▸ Tugas yang Dikerjakan
- 1) Kutiplah secara persis bagian teks tentang pajak mulai dari "Oleh: Wahyu Eka" sampai dengan "pada penerimaan perpajakan.".
- 2) Menurut teks tentang pajak, berapa persen total pendapatan negara yang disumbangkan oleh penerimaan perpajakan dalam postur APBN 2019?
- 3) Terjemahkan kalimat "Pajak telah menjadi tulang punggung keuangan negara." dari teks tentang pajak ke dalam bahasa Inggris.

Oleh: Wahyu Eka Nurisdiyanto, Pegawai Direktorat Jenderal Pajak

Geliat aktivitas perekonomian Indonesia tidak dapat terlepas dari peran pajak di dalamnya. Pajak telah menjadi tulang punggung keuangan negara. Kontribusinya terhadap pendapatan negara kian vital. Dalam postur APBN 2019, penerimaan perpajakan tercatat menyumbang 82,5 persen dari total pendapatan negara. Itu artinya bahwa segala ongkos yang dibutuhkan pemerintah untuk menjalankan roda pemerintahan dan menyediakan akses layanan dasar bagi masyarakat, sangatlah bergantung pada penerimaan perpajakan.

▸ Materi yang Disediakan
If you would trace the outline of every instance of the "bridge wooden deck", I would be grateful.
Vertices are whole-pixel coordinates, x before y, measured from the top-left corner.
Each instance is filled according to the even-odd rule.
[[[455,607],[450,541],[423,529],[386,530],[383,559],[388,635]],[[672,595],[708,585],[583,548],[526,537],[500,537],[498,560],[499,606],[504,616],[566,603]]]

▸ Hasil per Tugas
- 1)
Oleh: Wahyu Eka Nurisdiyanto, Pegawai Direktorat Jenderal Pajak

Geliat aktivitas perekonomian Indonesia tidak dapat terlepas dari peran pajak di dalamnya. Pajak telah menjadi tulang punggung keuangan negara. Kontribusinya terhadap pendapatan negara kian vital. Dalam postur APBN 2019, penerimaan perpajakan tercatat menyumbang 82,5 persen dari total pendapatan negara. Itu artinya bahwa segala ongkos yang dibutuhkan pemerintah untuk menjalankan roda pemerintahan dan menyediakan akses layanan dasar bagi masyarakat, sangatlah bergantung pada penerimaan perpajakan.

- 2) 82,5 persen.

- 3) Taxes have become the backbone of state finances.